▶ [Short task]
How many lines in the data below contain the string "leather"? Case matters; reply with the number alone.

[Pointing and labeling data]
——————

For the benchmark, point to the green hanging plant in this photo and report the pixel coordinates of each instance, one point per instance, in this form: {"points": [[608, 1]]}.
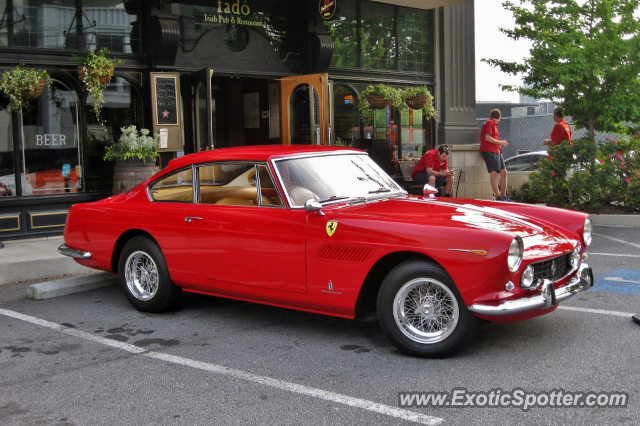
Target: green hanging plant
{"points": [[95, 70], [419, 98], [378, 97], [21, 85]]}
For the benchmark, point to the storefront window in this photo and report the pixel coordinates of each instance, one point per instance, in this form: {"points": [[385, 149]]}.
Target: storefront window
{"points": [[344, 33], [378, 40], [347, 119], [122, 108], [414, 27], [7, 167], [51, 147], [116, 26], [47, 23]]}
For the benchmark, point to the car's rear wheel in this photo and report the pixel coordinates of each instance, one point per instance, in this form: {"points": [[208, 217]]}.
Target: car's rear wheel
{"points": [[421, 311], [144, 276]]}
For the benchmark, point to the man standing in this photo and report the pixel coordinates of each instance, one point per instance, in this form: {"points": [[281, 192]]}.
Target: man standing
{"points": [[433, 168], [561, 131], [491, 151]]}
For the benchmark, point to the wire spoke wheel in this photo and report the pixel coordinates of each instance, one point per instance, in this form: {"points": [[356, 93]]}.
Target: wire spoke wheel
{"points": [[141, 275], [426, 311]]}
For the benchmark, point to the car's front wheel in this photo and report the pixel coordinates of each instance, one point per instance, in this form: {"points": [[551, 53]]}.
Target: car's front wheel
{"points": [[144, 276], [421, 311]]}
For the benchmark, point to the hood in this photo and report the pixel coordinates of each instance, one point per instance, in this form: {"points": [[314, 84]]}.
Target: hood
{"points": [[454, 213]]}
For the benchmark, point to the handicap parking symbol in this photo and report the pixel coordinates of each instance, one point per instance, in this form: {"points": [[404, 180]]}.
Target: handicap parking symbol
{"points": [[624, 281]]}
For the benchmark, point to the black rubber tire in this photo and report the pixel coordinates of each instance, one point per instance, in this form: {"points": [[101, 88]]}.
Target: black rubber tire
{"points": [[167, 294], [461, 334]]}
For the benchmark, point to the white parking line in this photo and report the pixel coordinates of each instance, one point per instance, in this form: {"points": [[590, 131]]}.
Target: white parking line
{"points": [[617, 240], [238, 374], [596, 311], [615, 254]]}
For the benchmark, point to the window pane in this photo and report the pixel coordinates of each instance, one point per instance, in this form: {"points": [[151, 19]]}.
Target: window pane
{"points": [[47, 24], [177, 187], [122, 108], [344, 33], [116, 27], [347, 119], [415, 40], [51, 149], [378, 40], [7, 166]]}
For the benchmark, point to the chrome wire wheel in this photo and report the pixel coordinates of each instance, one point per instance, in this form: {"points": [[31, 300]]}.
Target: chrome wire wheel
{"points": [[141, 275], [426, 310]]}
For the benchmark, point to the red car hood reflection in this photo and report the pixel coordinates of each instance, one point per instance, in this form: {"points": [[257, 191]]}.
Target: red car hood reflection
{"points": [[458, 213]]}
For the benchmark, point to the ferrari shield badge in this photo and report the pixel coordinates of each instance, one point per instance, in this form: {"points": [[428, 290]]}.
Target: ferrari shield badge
{"points": [[332, 225], [327, 9]]}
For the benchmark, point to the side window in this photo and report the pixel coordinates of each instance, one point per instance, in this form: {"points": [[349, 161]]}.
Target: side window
{"points": [[177, 187], [268, 191]]}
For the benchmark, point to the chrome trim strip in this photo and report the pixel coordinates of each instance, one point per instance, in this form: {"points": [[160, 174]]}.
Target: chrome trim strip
{"points": [[545, 299], [78, 254]]}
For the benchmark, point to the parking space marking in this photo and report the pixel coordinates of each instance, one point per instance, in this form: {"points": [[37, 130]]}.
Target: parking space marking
{"points": [[596, 311], [237, 374], [617, 240], [614, 254]]}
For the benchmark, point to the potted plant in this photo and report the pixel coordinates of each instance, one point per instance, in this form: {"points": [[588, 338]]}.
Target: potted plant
{"points": [[21, 84], [378, 97], [134, 154], [95, 70], [419, 98]]}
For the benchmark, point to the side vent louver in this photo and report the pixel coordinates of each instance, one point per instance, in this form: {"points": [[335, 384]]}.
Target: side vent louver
{"points": [[343, 253]]}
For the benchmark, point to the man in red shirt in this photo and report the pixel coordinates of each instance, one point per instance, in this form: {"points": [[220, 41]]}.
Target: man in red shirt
{"points": [[561, 131], [433, 168], [491, 151]]}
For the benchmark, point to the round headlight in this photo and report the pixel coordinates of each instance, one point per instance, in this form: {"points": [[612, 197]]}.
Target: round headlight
{"points": [[526, 282], [575, 257], [515, 254], [586, 232]]}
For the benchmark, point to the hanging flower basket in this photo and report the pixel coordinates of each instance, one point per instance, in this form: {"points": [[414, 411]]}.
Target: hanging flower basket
{"points": [[377, 101], [417, 101], [21, 85], [103, 77]]}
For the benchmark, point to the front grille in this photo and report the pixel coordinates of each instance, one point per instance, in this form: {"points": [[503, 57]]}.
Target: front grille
{"points": [[552, 269]]}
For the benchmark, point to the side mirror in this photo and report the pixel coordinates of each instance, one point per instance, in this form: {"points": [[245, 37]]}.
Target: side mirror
{"points": [[429, 191], [313, 206]]}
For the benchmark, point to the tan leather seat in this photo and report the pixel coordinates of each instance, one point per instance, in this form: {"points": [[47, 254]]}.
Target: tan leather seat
{"points": [[300, 195], [231, 201]]}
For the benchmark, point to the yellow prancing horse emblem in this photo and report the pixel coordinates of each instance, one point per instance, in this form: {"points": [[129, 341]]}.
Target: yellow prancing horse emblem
{"points": [[332, 225]]}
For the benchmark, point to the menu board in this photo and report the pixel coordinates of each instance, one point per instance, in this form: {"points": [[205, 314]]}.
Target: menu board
{"points": [[166, 101]]}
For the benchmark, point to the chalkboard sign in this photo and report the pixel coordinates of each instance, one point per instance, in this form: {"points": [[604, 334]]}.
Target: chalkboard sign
{"points": [[166, 101]]}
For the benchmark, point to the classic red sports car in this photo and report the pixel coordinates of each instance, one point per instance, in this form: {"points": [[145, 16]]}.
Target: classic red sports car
{"points": [[325, 230]]}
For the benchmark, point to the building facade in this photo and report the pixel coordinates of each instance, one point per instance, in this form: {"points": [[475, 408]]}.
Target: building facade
{"points": [[211, 74]]}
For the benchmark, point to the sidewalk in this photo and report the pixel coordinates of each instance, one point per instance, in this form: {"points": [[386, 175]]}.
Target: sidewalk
{"points": [[38, 258]]}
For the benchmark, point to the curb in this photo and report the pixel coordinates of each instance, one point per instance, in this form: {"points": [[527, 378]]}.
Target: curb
{"points": [[65, 286], [619, 220]]}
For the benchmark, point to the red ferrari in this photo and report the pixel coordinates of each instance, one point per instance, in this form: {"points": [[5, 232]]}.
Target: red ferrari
{"points": [[325, 230]]}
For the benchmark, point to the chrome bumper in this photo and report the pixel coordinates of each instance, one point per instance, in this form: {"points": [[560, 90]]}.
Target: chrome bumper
{"points": [[547, 296], [78, 254]]}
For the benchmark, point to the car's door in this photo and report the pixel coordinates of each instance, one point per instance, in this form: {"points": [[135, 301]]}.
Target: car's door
{"points": [[240, 232]]}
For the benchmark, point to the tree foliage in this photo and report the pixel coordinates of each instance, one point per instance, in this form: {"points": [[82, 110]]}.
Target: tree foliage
{"points": [[585, 58]]}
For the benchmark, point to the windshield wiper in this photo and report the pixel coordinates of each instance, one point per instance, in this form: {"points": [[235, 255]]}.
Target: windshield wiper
{"points": [[335, 197], [379, 190]]}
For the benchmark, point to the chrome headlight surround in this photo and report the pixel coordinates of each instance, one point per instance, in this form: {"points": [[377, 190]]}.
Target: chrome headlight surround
{"points": [[526, 281], [587, 231], [575, 257], [516, 250]]}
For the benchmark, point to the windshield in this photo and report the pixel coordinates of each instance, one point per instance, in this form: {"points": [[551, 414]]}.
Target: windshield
{"points": [[334, 177]]}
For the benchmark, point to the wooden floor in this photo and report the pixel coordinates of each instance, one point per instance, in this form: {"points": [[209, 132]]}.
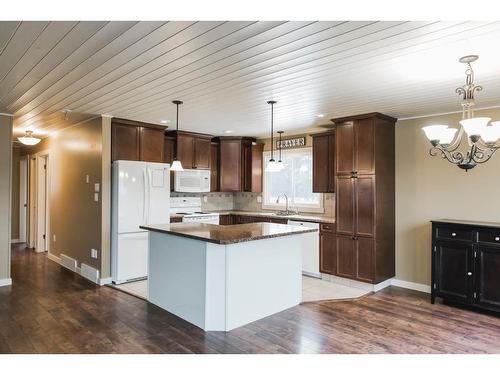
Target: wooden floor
{"points": [[51, 310]]}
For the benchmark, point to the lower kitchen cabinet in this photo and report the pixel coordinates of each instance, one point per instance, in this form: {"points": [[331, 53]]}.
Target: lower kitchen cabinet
{"points": [[466, 263]]}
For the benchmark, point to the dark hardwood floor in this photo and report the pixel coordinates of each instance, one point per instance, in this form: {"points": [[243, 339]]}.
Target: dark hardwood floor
{"points": [[51, 310]]}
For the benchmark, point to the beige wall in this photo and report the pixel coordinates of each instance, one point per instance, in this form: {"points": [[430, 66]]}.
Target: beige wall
{"points": [[75, 218], [429, 188], [5, 194], [16, 154]]}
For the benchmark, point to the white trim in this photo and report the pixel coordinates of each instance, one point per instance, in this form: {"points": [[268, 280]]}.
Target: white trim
{"points": [[5, 282], [56, 259], [411, 285], [105, 281]]}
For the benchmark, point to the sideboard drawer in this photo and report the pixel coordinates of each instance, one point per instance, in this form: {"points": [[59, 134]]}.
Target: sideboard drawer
{"points": [[491, 237], [454, 234]]}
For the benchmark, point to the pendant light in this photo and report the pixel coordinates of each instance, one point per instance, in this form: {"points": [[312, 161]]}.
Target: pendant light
{"points": [[272, 166], [280, 164], [28, 139], [176, 164]]}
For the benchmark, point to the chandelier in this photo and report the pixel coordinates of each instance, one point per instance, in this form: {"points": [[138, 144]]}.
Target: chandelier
{"points": [[482, 136]]}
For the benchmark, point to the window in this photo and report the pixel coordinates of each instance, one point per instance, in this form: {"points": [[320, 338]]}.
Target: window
{"points": [[295, 180]]}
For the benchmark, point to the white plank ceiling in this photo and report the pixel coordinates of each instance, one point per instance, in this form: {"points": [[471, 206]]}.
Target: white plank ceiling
{"points": [[226, 71]]}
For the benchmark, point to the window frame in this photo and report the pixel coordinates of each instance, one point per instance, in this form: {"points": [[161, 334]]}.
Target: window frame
{"points": [[266, 205]]}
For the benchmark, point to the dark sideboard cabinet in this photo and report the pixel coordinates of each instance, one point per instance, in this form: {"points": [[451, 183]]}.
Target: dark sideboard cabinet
{"points": [[466, 263]]}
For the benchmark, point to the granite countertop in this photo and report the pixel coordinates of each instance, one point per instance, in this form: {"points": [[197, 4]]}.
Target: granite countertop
{"points": [[228, 234], [299, 217]]}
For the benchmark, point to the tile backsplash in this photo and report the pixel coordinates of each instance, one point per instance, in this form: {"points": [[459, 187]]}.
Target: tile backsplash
{"points": [[245, 202]]}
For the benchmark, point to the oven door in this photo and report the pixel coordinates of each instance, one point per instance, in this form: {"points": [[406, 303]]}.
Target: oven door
{"points": [[192, 181]]}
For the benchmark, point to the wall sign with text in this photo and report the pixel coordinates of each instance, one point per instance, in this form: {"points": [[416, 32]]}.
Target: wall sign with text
{"points": [[291, 143]]}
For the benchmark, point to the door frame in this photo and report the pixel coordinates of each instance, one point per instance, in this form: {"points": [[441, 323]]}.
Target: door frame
{"points": [[42, 156], [23, 198]]}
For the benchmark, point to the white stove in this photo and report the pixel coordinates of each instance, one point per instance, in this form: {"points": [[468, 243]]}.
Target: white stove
{"points": [[190, 208]]}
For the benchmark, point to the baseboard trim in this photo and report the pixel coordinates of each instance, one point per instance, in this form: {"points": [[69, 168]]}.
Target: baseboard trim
{"points": [[5, 282], [105, 281], [411, 285]]}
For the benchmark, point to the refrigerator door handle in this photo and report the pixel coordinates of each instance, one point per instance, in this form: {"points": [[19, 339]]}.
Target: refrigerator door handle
{"points": [[144, 198]]}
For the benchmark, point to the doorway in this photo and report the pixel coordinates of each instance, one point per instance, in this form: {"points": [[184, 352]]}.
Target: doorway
{"points": [[38, 206]]}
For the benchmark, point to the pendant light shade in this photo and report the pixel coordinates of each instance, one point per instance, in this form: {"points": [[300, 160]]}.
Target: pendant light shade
{"points": [[176, 164], [28, 139], [272, 166]]}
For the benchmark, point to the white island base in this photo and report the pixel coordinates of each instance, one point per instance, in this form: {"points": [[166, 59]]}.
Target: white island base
{"points": [[222, 287]]}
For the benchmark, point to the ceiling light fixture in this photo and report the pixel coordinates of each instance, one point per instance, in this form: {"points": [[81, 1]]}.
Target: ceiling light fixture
{"points": [[28, 139], [272, 166], [482, 137], [176, 164], [280, 162]]}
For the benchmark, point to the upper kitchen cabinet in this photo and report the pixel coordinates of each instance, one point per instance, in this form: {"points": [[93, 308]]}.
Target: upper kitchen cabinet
{"points": [[134, 140], [324, 162], [360, 142], [236, 165], [193, 149]]}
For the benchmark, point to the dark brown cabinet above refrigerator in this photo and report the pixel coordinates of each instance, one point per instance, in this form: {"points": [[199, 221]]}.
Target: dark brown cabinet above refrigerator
{"points": [[193, 149], [134, 140]]}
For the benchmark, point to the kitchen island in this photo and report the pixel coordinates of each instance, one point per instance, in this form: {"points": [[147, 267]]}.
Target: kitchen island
{"points": [[222, 277]]}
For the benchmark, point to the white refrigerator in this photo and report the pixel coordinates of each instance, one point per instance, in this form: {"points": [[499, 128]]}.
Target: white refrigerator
{"points": [[140, 195]]}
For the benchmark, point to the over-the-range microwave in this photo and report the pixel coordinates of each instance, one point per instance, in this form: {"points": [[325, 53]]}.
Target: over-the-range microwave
{"points": [[192, 181]]}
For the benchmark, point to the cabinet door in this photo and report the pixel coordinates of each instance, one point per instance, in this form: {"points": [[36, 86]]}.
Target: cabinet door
{"points": [[230, 165], [487, 277], [345, 205], [452, 267], [365, 259], [185, 150], [345, 256], [214, 167], [365, 205], [168, 149], [151, 145], [257, 168], [125, 142], [344, 148], [202, 153], [364, 146], [321, 177], [327, 253]]}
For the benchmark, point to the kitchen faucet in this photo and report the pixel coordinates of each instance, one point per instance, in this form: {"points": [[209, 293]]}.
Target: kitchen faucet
{"points": [[287, 211]]}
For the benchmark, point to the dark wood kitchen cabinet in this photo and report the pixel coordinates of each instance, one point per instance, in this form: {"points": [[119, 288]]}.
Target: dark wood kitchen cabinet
{"points": [[193, 149], [323, 162], [134, 140], [466, 263], [236, 166], [364, 188], [327, 249], [214, 166]]}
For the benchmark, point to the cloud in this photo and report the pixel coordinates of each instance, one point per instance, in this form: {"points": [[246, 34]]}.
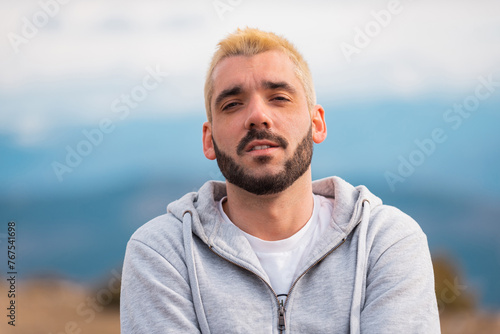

——————

▶ [Complete response]
2